- Exercise:
Convert every line of the items below into a JSON list of strings, one string per line, omitting blank lines and the pictures.

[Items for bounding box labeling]
____

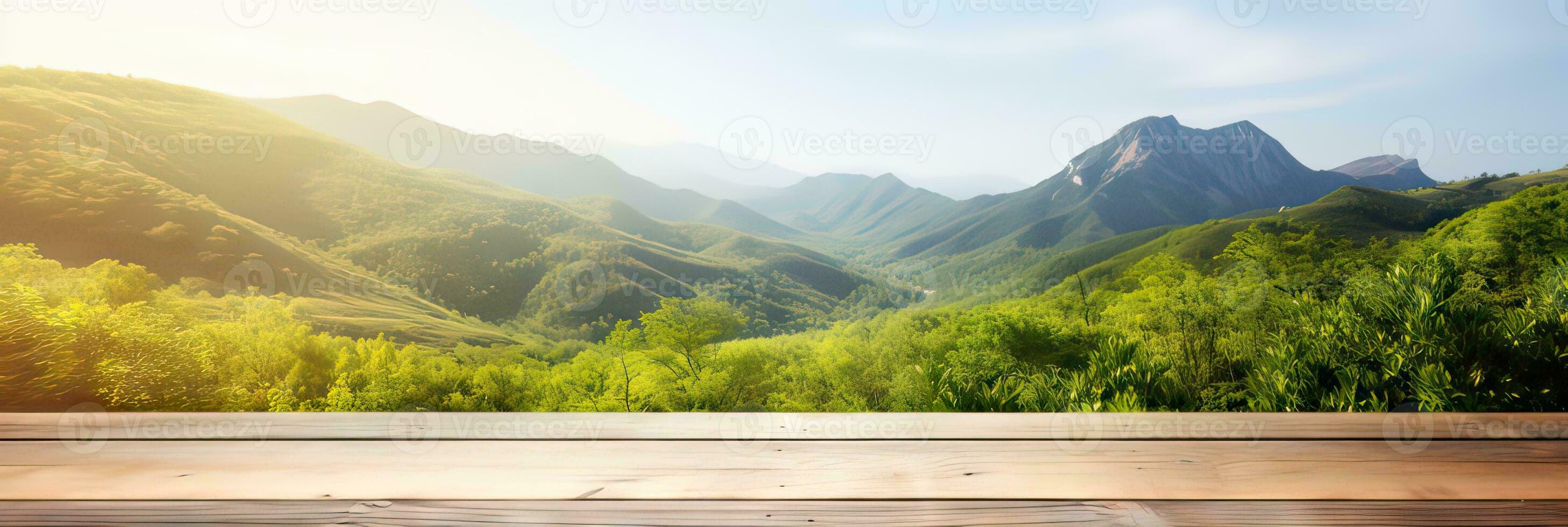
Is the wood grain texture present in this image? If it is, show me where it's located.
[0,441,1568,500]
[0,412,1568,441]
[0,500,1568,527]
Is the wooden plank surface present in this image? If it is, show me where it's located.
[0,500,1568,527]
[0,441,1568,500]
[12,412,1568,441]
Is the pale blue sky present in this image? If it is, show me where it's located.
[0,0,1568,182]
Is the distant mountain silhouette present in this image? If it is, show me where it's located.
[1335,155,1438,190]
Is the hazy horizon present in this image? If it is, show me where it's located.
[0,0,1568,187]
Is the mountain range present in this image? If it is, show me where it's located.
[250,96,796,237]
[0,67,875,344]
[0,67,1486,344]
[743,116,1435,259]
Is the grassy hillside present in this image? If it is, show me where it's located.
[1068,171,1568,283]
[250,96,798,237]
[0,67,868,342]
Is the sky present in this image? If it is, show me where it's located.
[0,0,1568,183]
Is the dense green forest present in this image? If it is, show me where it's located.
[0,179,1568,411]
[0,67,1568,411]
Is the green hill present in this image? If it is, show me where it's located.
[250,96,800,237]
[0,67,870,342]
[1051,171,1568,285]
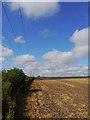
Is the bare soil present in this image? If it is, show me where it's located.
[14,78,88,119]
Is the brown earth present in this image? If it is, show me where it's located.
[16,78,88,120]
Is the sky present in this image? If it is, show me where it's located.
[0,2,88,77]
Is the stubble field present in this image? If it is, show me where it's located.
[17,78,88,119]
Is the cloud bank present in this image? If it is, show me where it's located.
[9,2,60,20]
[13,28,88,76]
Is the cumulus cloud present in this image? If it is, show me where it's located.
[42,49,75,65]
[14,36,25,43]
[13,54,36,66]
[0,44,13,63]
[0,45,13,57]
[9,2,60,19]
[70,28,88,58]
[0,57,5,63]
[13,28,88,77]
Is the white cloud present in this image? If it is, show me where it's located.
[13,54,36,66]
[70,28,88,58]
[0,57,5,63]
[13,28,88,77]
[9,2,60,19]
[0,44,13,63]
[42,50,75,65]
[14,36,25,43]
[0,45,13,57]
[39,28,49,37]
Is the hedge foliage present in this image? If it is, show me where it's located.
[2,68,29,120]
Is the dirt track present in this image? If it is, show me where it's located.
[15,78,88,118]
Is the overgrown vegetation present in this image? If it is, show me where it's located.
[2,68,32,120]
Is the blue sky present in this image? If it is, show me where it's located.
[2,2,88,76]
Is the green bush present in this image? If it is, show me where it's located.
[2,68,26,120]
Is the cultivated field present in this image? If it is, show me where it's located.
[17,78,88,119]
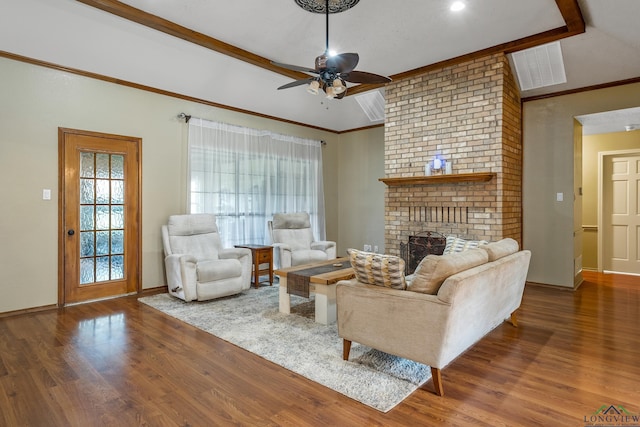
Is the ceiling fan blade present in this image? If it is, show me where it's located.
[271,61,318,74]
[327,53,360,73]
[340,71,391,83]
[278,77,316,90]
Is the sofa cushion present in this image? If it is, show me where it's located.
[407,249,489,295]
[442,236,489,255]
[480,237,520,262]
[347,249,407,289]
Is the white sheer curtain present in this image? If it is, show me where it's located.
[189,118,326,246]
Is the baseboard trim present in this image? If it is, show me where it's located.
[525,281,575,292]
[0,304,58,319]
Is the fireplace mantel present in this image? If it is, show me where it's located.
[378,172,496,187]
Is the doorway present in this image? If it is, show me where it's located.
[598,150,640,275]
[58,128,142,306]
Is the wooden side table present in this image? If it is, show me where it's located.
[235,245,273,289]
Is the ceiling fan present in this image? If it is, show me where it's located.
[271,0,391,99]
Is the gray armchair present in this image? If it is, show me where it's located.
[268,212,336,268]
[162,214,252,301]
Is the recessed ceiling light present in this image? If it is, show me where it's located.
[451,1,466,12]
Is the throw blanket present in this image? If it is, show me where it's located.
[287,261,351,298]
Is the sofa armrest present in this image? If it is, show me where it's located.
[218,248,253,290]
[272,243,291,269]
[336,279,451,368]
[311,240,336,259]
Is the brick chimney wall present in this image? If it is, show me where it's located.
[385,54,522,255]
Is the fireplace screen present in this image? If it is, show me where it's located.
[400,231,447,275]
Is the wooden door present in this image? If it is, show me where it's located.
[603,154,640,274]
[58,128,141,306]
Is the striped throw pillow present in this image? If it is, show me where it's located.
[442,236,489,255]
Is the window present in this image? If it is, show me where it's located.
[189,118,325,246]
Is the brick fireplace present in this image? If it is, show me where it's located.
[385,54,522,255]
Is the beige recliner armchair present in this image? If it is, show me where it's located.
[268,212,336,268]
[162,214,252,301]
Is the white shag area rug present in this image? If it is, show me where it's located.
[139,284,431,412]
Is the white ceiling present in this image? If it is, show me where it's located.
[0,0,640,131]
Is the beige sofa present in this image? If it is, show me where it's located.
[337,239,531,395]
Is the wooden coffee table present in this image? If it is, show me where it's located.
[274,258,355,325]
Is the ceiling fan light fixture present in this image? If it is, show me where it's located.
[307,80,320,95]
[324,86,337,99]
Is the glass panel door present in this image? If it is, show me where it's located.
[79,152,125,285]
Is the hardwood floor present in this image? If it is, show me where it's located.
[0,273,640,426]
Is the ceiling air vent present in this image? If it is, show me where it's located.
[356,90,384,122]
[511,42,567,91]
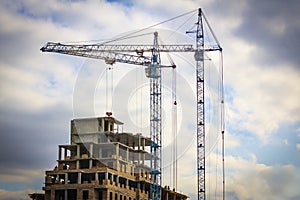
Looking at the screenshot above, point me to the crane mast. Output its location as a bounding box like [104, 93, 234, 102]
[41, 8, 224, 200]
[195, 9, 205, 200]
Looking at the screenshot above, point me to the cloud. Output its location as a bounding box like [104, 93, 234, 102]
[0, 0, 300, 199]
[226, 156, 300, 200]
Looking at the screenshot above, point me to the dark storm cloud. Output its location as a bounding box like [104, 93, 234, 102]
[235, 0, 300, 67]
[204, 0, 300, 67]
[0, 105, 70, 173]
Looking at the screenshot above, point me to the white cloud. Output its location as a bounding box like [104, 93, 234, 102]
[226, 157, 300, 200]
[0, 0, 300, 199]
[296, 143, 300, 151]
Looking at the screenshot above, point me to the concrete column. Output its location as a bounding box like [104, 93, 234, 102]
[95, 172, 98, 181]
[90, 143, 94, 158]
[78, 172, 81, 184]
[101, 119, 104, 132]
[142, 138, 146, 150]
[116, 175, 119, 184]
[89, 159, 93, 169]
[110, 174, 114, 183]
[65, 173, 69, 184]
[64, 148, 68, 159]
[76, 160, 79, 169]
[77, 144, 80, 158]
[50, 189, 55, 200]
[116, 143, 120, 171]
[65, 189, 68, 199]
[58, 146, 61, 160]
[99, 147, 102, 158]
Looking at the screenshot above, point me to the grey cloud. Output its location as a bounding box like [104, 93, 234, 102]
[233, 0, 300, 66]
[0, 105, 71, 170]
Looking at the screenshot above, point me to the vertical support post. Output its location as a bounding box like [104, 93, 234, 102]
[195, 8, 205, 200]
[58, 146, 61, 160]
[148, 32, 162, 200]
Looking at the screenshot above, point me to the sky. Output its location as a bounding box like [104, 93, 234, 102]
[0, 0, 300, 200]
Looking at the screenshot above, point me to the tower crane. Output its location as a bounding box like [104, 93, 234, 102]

____

- Answer to the exercise:
[
  "Is the wood grain texture present in this image? If it is, show me where it's located.",
  "[0,441,1568,500]",
  "[0,412,1568,441]",
  "[0,500,1568,527]",
  "Is the wooden plank surface present in this image? If it is, show me where it's located.",
  "[0,500,1568,527]",
  "[0,441,1568,500]",
  "[12,412,1568,441]",
  "Is the pale blue sky present in this image? If it is, show me where it's located.",
  "[0,0,1568,182]",
  "Is the distant mountain silhouette present in this image? If it is, show me where it's located.",
  "[1335,155,1438,190]",
  "Is the hazy horizon present in this image? If it is, show me where it's located.",
  "[0,0,1568,187]",
  "Is the mountain range present in this image? If it is, show me where it's located.",
  "[250,96,796,237]",
  "[0,67,875,344]",
  "[0,67,1486,344]",
  "[743,116,1435,259]",
  "Is the grassy hillside present in this image? If it is, show me where it's located.",
  "[1068,171,1568,283]",
  "[250,96,798,237]",
  "[0,67,868,342]",
  "Is the sky present in this image? If it is, show me where it's located.",
  "[0,0,1568,183]",
  "Is the dense green forest present in this image? If it is, show me where it's located.",
  "[0,179,1568,411]",
  "[0,67,1568,411]",
  "Is the green hill present in this image? If it is, show me where it's located.",
  "[250,96,800,237]",
  "[0,67,870,342]",
  "[1051,171,1568,285]",
  "Is the bare soil present in this image? If it is, show me where it's located.",
  "[14,78,88,119]",
  "Is the brown earth present in this image? If it is, show me where it's located.",
  "[16,78,88,120]",
  "Is the sky present in this image? If it is, show me where it's located.",
  "[0,2,88,77]",
  "Is the stubble field present in this image? If it is, show me where it's located.",
  "[17,78,88,119]",
  "Is the cloud bank present in this image? If it is, show me where it's located.",
  "[9,2,60,20]",
  "[13,28,88,76]",
  "Is the cumulus cloud present in this image? If it is, show me where it's located.",
  "[42,49,75,65]",
  "[14,36,25,43]",
  "[13,54,36,66]",
  "[0,44,13,63]",
  "[0,45,13,57]",
  "[9,2,60,19]",
  "[70,28,88,58]",
  "[0,57,5,63]",
  "[13,28,88,77]",
  "Is the white cloud present in this image? If it is, show me where it's located.",
  "[13,54,36,66]",
  "[70,28,88,58]",
  "[0,57,5,63]",
  "[13,28,88,77]",
  "[9,2,60,19]",
  "[0,44,13,63]",
  "[42,50,75,65]",
  "[14,36,25,43]",
  "[0,45,13,57]",
  "[39,28,49,37]",
  "Is the hedge foliage present in this image? If it is, show me where it's located.",
  "[2,68,29,120]",
  "Is the dirt track present in this image? If it is, show me where it's located.",
  "[15,78,88,118]",
  "Is the overgrown vegetation present in this image? If it is, show me where it's located.",
  "[2,68,32,120]",
  "Is the blue sky present in this image? If it is, show me where it's located.",
  "[2,2,88,76]",
  "Is the green bush present in this image? If it is, show me where it's located.",
  "[2,68,26,120]",
  "Is the cultivated field present in this image? If it is, show me where it's located.",
  "[17,78,88,119]",
  "Is the ceiling fan blade present in this image? If it is, show me where it's located.",
  "[271,61,318,74]",
  "[327,53,360,73]",
  "[340,71,391,83]",
  "[278,77,316,90]",
  "Is the sofa cushion present in this image? If it is, show me where it's located.",
  "[407,249,489,295]",
  "[442,236,489,255]",
  "[480,237,520,262]",
  "[347,249,407,289]",
  "Is the white sheer curtain present in this image? If it is, show me where it's located.",
  "[189,118,326,246]",
  "Is the baseboard trim present in this image? If it is, show me where it's located.",
  "[525,281,575,292]",
  "[0,304,58,319]",
  "Is the fireplace mantel present in this image? If it is, show me where it's located.",
  "[378,172,496,187]",
  "Is the doorway present in this image? If it is, show me where it's located.",
  "[598,150,640,275]",
  "[58,128,142,306]",
  "Is the wooden side table present in this image? If it is, show me where it's located.",
  "[235,245,273,289]",
  "Is the ceiling fan present in this image? If it is, show me where it's located.",
  "[271,0,391,99]",
  "Is the gray armchair present in this image? If it is, show me where it's located.",
  "[268,212,336,268]",
  "[162,214,252,301]",
  "Is the recessed ceiling light present in this image? If it is, show me where it's located.",
  "[451,1,466,12]",
  "Is the throw blanket present in this image? If it is, show me where it's located.",
  "[287,261,351,298]",
  "Is the sofa armrest present in this image? If it is, show me where it's located.",
  "[218,248,253,290]",
  "[272,243,291,269]",
  "[336,279,451,368]",
  "[311,240,336,259]",
  "Is the brick chimney wall present in this image? If it is, show me where it's located.",
  "[385,54,522,255]",
  "Is the fireplace screen present in this image? If it is, show me where it's located.",
  "[400,231,447,275]",
  "Is the wooden door present in this image? If it is, show me where it's located.",
  "[603,154,640,274]",
  "[58,128,141,306]",
  "Is the striped throw pillow present in this image? If it is, show me where it's located.",
  "[442,236,489,255]",
  "Is the window present in this image? If it is, show me where it's located.",
  "[189,118,325,246]",
  "Is the brick fireplace present in this image? If it is, show me where it's located.",
  "[385,54,522,255]",
  "Is the beige recliner armchair present in this image? If it is, show me where it's located.",
  "[268,212,336,268]",
  "[162,214,252,301]",
  "Is the white shag area rug present in this image? If it is, show me where it's located.",
  "[139,284,431,412]",
  "Is the white ceiling present in this image? If it is, show me where it's located.",
  "[0,0,640,131]",
  "Is the beige sofa present in this image? If it is, show me where it's located.",
  "[337,239,531,395]",
  "Is the wooden coffee table present in this image? If it is, show me where it's located.",
  "[274,258,355,325]",
  "Is the ceiling fan light fixture present in this image? If it is, show me where it's located.",
  "[307,80,320,95]",
  "[324,86,337,99]",
  "Is the glass panel door present in this image? If it is, show me where it's located.",
  "[79,152,125,285]",
  "Is the hardwood floor present in this image? If it is, show me where it's located.",
  "[0,273,640,426]",
  "Is the ceiling air vent present in this image? If it is, show me where it's located.",
  "[356,90,384,122]",
  "[511,42,567,91]",
  "Looking at the screenshot above, point me to the crane mast. Output its location as a bounding box like [104, 93, 234, 102]",
  "[41, 8, 224, 200]",
  "[195, 9, 205, 200]",
  "Looking at the screenshot above, point me to the cloud. Output its location as a bounding box like [104, 93, 234, 102]",
  "[0, 0, 300, 199]",
  "[226, 156, 300, 200]",
  "Looking at the screenshot above, point me to the dark storm cloud. Output its location as a bounding box like [104, 93, 234, 102]",
  "[235, 0, 300, 67]",
  "[204, 0, 300, 67]",
  "[0, 105, 70, 173]",
  "Looking at the screenshot above, point me to the white cloud. Output its location as a bounding box like [104, 93, 234, 102]",
  "[226, 157, 300, 200]",
  "[0, 0, 300, 199]",
  "[296, 143, 300, 151]",
  "Looking at the screenshot above, point me to the concrete column. Output its location as a bounding box like [104, 93, 234, 102]",
  "[95, 172, 98, 181]",
  "[90, 143, 94, 158]",
  "[78, 172, 81, 184]",
  "[101, 119, 104, 132]",
  "[142, 138, 146, 150]",
  "[116, 175, 119, 184]",
  "[89, 159, 93, 169]",
  "[110, 174, 114, 183]",
  "[65, 173, 69, 184]",
  "[64, 148, 68, 159]",
  "[76, 160, 79, 169]",
  "[77, 144, 80, 158]",
  "[50, 189, 55, 200]",
  "[116, 143, 120, 171]",
  "[65, 189, 68, 199]",
  "[58, 146, 61, 160]",
  "[99, 147, 102, 158]",
  "Looking at the screenshot above, point me to the grey cloud. Output its location as a bounding box like [104, 93, 234, 102]",
  "[233, 0, 300, 66]",
  "[0, 105, 71, 170]",
  "Looking at the screenshot above, point me to the vertical support post. Output its location as a bounding box like [104, 93, 234, 102]",
  "[195, 8, 205, 200]",
  "[58, 146, 61, 160]",
  "[148, 32, 162, 200]",
  "Looking at the screenshot above, point me to the sky. Output its location as a bounding box like [104, 93, 234, 102]",
  "[0, 0, 300, 200]",
  "Looking at the screenshot above, point me to the tower crane. Output its location as a bounding box like [104, 93, 234, 102]"
]